**WHAT TO WORK ON**: Can you reproduce all of the lines below verbatim, omitting the pictures?

◆ ◆ ◆ ◆ ◆

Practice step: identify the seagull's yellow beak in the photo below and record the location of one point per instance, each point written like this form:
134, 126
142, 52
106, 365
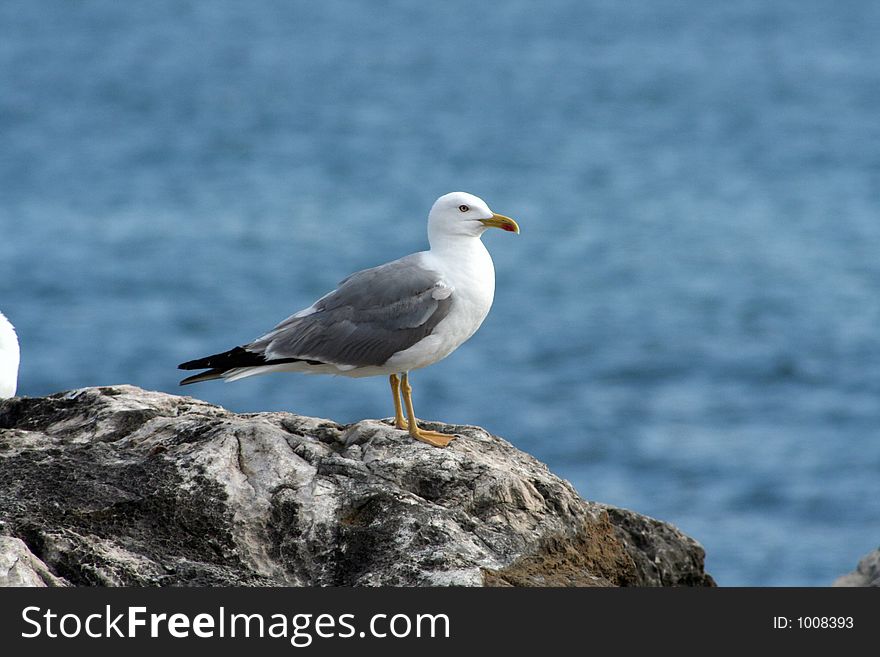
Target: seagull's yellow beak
502, 222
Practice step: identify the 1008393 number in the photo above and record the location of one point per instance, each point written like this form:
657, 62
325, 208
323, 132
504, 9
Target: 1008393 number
825, 622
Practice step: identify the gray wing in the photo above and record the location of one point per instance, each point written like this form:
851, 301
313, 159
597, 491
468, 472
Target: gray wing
371, 316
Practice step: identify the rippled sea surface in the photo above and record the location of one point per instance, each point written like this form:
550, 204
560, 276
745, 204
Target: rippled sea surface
687, 326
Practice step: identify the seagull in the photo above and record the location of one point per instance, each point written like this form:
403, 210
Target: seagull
387, 320
9, 357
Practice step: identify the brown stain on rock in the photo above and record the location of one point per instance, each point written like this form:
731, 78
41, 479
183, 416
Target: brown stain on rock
592, 556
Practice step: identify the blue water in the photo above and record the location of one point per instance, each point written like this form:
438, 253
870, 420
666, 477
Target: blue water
687, 326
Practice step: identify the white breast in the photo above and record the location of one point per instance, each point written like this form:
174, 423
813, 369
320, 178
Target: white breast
470, 273
9, 357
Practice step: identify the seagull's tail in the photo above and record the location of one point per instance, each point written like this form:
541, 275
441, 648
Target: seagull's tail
204, 376
230, 362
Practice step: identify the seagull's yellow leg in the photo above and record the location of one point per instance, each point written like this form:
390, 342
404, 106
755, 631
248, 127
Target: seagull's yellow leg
434, 438
399, 420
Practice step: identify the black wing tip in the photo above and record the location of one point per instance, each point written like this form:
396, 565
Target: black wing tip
204, 376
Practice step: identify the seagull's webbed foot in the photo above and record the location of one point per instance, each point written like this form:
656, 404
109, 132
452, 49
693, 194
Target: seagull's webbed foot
434, 438
399, 420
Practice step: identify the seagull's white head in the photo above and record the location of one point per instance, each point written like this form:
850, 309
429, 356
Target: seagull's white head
9, 355
460, 214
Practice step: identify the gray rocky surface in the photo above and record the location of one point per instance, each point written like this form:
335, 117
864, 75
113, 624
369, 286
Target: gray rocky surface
867, 573
118, 486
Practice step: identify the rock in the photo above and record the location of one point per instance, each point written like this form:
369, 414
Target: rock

◆ ◆ ◆ ◆ ◆

**COMPLETE OUTPUT**:
Practice step: identify the seagull's yellow beak in the photo below and record the location of one point per instance, each point written like this form:
134, 126
142, 52
106, 365
Target: seagull's yellow beak
502, 222
Practice step: identify the 1008393 number in the photo above and record the location of one point per instance, each point written like this form:
657, 62
325, 208
323, 132
504, 9
Target: 1008393 number
825, 622
Practice step: identify the gray wing in the photo above and record the location of one point per instance, each point written like this form:
851, 301
313, 159
597, 491
468, 472
Target: gray wing
371, 316
Practice step: identify the rippled sea surface in the photo above and record the location of one point per instance, each point written like this form:
550, 204
560, 276
745, 204
Target: rippled sea surface
687, 326
Practice step: identify the seagull in the photo above and record the location of one point per instance, each point written like this form:
403, 210
Target: seagull
387, 320
9, 357
Practice step: identify the brown stain on rock in the photo above and record the location of one point per instance, each point written like this form:
731, 78
41, 479
183, 416
Target: brown stain on rock
592, 556
Practice step: identify the blue water in the photo above and record the location of one point per instance, each point written like this form:
438, 253
870, 420
666, 477
Target: blue water
687, 326
Practice step: identify the white breast in the photo above and record the location of one point per instance, each point written like this form:
174, 423
813, 369
320, 178
Target: white breast
470, 273
9, 357
Practice step: identify the seagull's tail in the photo above and record the location of one point per instance, each point written like this form:
541, 275
441, 648
Target: seagull's tail
204, 376
230, 362
Practice step: identify the seagull's yellow leg in the photo above and record the location of one point per instance, each point written like this form:
390, 342
404, 106
755, 631
248, 127
Target: seagull's yellow leg
434, 438
399, 420
Practice step: identify the black wing tip in the photo above and record the location of one point per instance, each point written like this form:
396, 565
Target: black wing tip
204, 376
Practice step: identify the seagull's webbed foot in the photo above and record the location of one point per instance, each point written like this form:
656, 404
109, 132
452, 49
693, 194
Target: seagull's webbed foot
434, 438
399, 420
Practice step: identify the seagull's white head in the photo above and record the location of one point per instance, each point written like this form:
850, 309
429, 356
Target: seagull's white head
9, 355
460, 214
Practice step: identify the gray rocky surface in the photo above and record the location of one point per instance, each point written like this form:
335, 117
864, 75
113, 624
369, 286
Target: gray rocky surface
867, 573
118, 486
Practice step: identify the rock in the photo above and record the location of one point per instance, each point written like this form:
369, 414
Target: rock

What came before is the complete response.